begin Document segment

Applications that run on an ecosystem (or, network) level

Introduction

As our organizations move into the information age the low hanging fruit for process automation is to move the applications providing that automation away from being single participant operated and toward being operated by a network, or ecosystem of participants. Ecosystem applications seek to automate processes at the value chain level thereby providing a framework on which to build complicated and connected networks that seek to reduce costs and open new opportunities for value creation.

The Information Age Transformation

As we continue the march from the industrial age to the information age the tectonic plates of globally-focused businesses, digital nomads, and information abundance have combined to massively transform a range of industries already and are hardly finished. One of the most important changes is in how organizations manage data and processes.

These changes originally powered the first generation of collective process management tooling which was focused on providing the base business process automation for a given enterprise. This generation of tooling, led by companies like SAP, Oracle, and others, effectively leveraged economies of scale over data and data processing power which on-premise data centers could provide. This generation of software emphasized the enterprise as the center of the universe.

These same changes later powered the second generation of collective process management tooling which is focused on extending the benefits of software defined process automation into smaller businesses. This generation of tooling, led by companies like SalesForce, Xero, Github, and others, effectively leveraged economies of scale over data and data processing power which IaaS systems could provide (until they eventually needed their own data center). This generation of software emphasized the “App” (or, latterly, the “Platform”) as the center of part of the universe.

In our view we are entering into the third generation of collective process management tooling which will focus on extending the benefits of software defined relationships for businesses of many different sizes. This generation of tooling, which will be led by the companies we currently label “blockchain” and “smart contract” companies, will leverage the economies of redundancy over data and data processing power which networks of peers can provide. This generation of software will emphasize the “Ecosystem” as the center of part of the universe.

Generation Process Automation Overview Winning Companies
1st Generation Enterprise Focus Leverage economies of scale for data centers to synchronize paper-based internal processes of large companies SAP, Oracle, etc.
2nd Generation SME Focus Leverage economies of scale of cloud providers to synchronize paper-based internal processes for smaller companies SalesForce, Xero, Github, etc.

end Document segment
begin Supplied entries

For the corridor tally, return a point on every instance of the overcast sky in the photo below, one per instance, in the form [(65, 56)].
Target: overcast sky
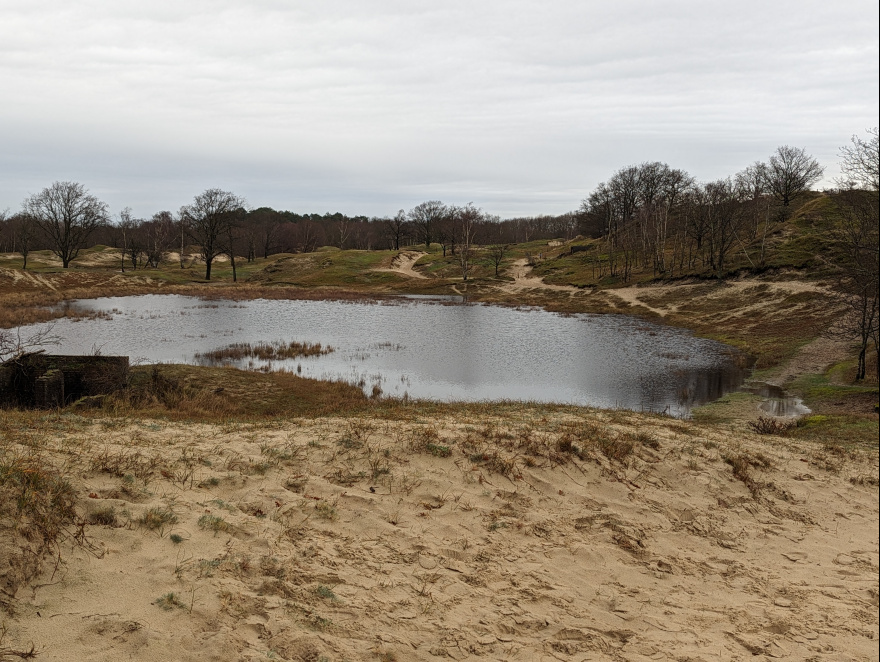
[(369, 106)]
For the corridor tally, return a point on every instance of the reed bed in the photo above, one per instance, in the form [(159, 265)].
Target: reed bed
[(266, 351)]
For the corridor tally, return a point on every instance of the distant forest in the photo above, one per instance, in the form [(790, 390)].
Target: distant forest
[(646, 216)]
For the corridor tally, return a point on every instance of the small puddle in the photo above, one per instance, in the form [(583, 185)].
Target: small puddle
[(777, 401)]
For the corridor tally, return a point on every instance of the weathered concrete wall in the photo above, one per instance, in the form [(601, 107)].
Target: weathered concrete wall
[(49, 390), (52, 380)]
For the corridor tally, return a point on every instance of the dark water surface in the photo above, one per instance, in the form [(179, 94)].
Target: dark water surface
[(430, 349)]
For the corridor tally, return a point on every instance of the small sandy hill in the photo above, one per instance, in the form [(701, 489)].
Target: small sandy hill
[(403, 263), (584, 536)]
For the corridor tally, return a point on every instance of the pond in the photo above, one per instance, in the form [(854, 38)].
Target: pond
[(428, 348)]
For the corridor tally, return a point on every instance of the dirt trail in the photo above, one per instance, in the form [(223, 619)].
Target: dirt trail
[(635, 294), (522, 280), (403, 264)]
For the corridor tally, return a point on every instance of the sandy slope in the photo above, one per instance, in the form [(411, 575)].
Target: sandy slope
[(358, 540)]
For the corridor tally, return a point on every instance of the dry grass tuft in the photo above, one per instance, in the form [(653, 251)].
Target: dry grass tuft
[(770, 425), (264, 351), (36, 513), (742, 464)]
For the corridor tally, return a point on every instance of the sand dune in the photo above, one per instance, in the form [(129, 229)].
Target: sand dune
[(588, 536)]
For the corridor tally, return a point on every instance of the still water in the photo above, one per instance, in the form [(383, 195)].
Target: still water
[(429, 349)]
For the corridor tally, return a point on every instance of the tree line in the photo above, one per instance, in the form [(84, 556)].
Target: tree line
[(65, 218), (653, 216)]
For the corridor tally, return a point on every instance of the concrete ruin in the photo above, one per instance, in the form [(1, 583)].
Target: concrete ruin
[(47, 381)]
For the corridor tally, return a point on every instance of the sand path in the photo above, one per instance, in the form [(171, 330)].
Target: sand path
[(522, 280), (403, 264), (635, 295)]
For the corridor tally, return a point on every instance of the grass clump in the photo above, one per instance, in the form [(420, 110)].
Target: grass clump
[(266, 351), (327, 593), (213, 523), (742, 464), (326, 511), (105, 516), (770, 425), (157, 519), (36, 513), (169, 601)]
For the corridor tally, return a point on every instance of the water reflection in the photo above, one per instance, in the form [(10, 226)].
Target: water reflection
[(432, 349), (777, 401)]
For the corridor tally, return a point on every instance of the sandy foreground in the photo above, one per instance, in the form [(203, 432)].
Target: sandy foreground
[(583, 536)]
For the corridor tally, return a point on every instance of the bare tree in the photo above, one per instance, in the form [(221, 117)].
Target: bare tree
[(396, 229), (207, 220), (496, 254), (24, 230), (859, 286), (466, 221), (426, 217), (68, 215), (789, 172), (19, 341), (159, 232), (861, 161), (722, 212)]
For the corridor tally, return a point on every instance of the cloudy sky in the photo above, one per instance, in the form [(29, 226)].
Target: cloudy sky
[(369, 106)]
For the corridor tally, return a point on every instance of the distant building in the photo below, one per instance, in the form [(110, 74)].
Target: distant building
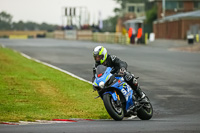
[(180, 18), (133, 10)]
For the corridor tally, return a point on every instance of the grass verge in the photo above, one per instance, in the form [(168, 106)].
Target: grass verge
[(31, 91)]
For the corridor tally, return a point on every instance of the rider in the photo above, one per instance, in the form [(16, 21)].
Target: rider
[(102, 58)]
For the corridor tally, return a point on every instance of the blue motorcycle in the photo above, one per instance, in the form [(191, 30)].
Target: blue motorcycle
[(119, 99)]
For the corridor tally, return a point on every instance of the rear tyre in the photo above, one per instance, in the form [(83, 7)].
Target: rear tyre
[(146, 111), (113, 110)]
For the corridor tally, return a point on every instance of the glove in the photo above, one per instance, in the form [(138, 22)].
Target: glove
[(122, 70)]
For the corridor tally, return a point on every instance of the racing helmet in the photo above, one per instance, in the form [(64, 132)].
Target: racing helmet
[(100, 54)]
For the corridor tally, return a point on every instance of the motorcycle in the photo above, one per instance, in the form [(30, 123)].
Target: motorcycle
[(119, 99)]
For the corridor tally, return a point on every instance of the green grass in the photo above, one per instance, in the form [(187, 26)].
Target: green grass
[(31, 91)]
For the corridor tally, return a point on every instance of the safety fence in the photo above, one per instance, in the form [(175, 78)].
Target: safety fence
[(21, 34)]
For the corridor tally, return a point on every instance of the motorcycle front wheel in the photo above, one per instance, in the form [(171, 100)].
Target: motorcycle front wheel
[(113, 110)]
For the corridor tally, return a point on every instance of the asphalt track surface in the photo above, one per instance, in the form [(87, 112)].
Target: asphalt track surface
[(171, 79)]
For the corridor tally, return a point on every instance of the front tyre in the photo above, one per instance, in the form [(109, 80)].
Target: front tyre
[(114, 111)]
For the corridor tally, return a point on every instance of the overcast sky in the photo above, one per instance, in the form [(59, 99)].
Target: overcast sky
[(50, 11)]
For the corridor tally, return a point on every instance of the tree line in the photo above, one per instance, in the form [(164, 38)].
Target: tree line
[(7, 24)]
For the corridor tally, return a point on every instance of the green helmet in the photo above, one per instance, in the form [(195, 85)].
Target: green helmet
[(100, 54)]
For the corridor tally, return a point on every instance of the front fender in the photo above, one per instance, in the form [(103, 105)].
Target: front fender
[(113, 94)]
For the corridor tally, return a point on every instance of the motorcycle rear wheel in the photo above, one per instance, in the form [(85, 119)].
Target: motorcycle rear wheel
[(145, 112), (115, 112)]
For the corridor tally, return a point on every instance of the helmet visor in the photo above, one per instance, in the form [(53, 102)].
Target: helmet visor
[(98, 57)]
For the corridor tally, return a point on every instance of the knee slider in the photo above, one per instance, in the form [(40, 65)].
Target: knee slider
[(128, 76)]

end Supplied entries
begin Supplied entries

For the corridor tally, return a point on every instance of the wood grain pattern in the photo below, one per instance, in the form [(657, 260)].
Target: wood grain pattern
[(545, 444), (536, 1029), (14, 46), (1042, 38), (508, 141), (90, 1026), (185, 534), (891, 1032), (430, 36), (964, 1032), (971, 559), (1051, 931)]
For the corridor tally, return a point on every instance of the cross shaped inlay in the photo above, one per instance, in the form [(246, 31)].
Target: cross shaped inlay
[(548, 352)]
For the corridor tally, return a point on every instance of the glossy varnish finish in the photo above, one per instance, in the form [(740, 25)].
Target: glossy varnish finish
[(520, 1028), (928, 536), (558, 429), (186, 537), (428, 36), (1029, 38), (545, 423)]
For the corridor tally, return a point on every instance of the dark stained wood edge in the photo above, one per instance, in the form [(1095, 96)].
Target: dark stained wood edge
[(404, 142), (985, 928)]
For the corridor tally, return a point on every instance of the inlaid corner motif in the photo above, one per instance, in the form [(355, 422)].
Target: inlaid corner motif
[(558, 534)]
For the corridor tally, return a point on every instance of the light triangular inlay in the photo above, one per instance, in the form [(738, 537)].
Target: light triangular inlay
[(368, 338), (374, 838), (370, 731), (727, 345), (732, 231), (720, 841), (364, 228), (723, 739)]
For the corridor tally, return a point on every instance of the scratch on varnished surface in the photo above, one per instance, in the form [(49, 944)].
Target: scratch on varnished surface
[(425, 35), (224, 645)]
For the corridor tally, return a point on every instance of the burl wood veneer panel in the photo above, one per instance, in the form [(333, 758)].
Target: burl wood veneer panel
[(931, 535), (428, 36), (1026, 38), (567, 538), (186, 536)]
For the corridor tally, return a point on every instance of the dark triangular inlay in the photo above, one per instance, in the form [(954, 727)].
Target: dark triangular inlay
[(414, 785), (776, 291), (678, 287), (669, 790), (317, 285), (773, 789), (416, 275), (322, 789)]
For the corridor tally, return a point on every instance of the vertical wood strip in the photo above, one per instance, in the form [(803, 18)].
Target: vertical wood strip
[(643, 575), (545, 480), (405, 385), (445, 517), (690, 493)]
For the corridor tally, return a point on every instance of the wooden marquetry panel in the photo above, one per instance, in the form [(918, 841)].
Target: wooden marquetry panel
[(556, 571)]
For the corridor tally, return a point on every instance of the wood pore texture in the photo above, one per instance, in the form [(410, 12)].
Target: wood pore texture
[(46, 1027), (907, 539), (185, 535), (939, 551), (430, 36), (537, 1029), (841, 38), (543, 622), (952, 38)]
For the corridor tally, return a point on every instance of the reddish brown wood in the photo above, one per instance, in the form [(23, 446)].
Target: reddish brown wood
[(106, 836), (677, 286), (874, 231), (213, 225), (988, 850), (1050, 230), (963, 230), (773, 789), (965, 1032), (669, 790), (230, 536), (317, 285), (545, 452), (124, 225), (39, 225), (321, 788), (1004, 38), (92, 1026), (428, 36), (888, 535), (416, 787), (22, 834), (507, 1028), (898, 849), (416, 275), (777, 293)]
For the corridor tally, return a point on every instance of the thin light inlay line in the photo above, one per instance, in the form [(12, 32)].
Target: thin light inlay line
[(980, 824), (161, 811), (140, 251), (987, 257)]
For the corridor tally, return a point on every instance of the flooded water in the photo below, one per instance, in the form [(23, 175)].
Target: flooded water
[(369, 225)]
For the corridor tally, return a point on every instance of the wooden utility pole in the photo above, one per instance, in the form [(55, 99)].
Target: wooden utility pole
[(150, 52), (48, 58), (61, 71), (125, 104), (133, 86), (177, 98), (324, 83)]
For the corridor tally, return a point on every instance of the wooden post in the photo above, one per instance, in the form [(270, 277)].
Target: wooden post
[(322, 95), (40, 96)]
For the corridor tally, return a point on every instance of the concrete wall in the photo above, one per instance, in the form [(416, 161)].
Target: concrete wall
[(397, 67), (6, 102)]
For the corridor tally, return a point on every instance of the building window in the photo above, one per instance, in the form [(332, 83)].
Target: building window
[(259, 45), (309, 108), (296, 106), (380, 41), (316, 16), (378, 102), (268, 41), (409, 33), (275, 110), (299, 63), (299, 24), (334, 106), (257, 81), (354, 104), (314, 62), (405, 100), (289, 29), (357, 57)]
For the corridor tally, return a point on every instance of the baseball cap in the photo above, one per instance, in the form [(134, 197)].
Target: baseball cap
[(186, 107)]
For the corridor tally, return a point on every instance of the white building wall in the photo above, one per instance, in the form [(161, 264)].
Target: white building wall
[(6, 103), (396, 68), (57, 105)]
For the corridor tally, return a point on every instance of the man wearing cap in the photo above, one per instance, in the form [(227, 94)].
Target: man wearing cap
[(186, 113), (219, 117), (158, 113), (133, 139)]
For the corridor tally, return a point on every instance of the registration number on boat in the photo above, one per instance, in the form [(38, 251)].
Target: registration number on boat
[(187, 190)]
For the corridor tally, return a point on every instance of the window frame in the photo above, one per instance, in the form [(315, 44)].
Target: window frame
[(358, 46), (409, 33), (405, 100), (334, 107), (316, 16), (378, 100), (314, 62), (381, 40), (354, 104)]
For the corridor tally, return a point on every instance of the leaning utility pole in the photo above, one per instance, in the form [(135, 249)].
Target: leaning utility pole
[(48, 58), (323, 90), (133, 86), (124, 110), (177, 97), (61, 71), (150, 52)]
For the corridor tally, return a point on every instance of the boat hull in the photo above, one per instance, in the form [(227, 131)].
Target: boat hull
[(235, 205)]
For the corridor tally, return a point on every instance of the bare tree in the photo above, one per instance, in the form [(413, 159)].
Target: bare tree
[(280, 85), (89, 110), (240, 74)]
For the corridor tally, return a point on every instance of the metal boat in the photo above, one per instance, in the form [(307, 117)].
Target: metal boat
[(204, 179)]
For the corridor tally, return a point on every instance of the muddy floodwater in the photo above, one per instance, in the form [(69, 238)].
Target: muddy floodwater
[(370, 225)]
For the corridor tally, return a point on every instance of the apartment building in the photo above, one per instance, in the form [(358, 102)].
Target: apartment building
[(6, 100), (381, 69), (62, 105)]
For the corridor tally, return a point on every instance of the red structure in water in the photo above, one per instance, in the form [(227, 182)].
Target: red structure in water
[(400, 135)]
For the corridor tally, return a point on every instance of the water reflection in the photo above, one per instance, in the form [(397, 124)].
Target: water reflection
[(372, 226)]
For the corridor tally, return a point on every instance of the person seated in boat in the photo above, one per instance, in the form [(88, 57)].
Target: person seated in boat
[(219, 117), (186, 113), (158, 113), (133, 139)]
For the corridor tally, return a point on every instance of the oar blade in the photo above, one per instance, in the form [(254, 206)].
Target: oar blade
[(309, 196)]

end Supplied entries
begin Supplied entries

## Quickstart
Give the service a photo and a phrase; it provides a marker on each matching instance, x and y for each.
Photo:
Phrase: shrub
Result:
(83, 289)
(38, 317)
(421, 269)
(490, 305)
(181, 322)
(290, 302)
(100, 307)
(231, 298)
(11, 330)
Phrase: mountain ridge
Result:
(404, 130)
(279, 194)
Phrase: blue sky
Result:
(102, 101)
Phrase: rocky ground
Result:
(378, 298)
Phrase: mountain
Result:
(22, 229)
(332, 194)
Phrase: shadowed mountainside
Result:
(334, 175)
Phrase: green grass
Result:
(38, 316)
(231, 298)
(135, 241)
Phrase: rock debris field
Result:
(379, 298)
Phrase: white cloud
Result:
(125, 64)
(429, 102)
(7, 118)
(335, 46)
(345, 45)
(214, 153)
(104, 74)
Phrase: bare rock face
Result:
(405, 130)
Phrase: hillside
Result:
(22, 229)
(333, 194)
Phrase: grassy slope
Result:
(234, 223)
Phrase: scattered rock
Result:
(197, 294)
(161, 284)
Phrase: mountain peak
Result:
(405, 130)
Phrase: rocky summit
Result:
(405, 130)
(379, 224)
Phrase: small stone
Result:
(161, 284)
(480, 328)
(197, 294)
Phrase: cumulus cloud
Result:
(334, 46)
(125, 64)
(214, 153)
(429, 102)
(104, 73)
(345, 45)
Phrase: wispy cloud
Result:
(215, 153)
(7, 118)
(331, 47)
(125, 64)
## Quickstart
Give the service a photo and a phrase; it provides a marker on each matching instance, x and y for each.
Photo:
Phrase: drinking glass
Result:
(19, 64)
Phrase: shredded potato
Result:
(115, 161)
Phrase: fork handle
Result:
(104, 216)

end Supplied entries

What you will do:
1) Summarize the piece on ecosystem-level applications in two sentences.
2) Carry on with the piece on ecosystem-level applications, starting right after its last line.

Outputs by task:
1) Ecosystem applications shift process automation from single-participant operation to operation by a network of participants, automating processes at the value chain level to reduce costs and open new opportunities for value creation. Collective process management tooling has moved from an enterprise-focused first generation led by SAP and Oracle to an SME-focused second generation led by companies like SalesForce, Xero, and Github, and is now entering a third generation, led by blockchain and smart contract companies, that will leverage the economies of redundancy of peer networks and center on the ecosystem.

2)
3rd Generation B2B Relationships Leverage blockchains and smart contracts to build harmonized applications that operate on an ecosystem level Winners being made now

The Big Problems Previous Technologies Haven’t Effectively Solved

In order to move forward with the next generation of collective process management tooling, we need to understand what are the big challenges which businesses face.

One of the biggest changes is in the likely reduction in competitive economies of scale for producers of goods. Increasing equalization of labor and resources costs in a truly globalized economy are very likely to create a context where one of the great cost differentiators for the production and distribution of physical products is transportation. This is, in turn, likely to require many supply chains to move toward more connected producers hooked into a range of distribution networks from local to global in scope.

As 3D printing, makers shops, and manufacturing automation continues to equalize the ability of more connected producers to competitively build physical products and as technology such as automated air and ground transportation along with increased shipping efficiency continues to equalize the ability of more connected producers to competitively distribute physical products, it is highly likely that more connected producers will gain in relative power to larger producers for many types of goods in the future.

These vectors align in the direction that connected is hot and isolated is not. The problem is that connected has been hard to scale. By way of a simple example, a small business in some portion of the world can always list their products on the internet. By doing so they have an ability to find customers, prepare shippings, and deliver to a global customer base. This is elegant. Yet it is not totally realistic for the vast majority of small businesses.

Thus the theory behind EBay, Amazon, and Etsy’s successes – they act as the front office of a global customer base and the small business just needs to act as the back office (and also make good products). But Amazon, et al., do more than act as the front office. They also run “the platform” on which these small businesses can sell their goods. These “platforms” will list products, process transactions, provide customer servicing add-ons, or whatever suits the business of the platform.

So if we are truly in a globalized world where connected matters more than isolated, how do the connected effectively scale without having to rely on “the platform”? What if they want to run “the platform” themselves by banding together? As an ecosystem. How can they build applications that run on an ecosystem level, or, as we call them ecosystem applications?

Ecosystem Application Toolkit

The toolkit for ecosystem application builders includes many of the peer-to-peer technologies developed since the 1990’s and some that have been more recently developed.

Tool Problem It Solves Nerdy Term
blockchains who did what when attributable data
smart contracts computation that happens in an agreed manner deterministic computation
data lakes what content are we talking about content addressable storage
point-to-point messaging come over here I want to tell you a secret shared secrets

Blockchains

The problem that blockchain technology solves is not electronic P2P cash, nor is it settlement latency, it is the problem of attribution and ordering of inbound events; at an ecosystem level.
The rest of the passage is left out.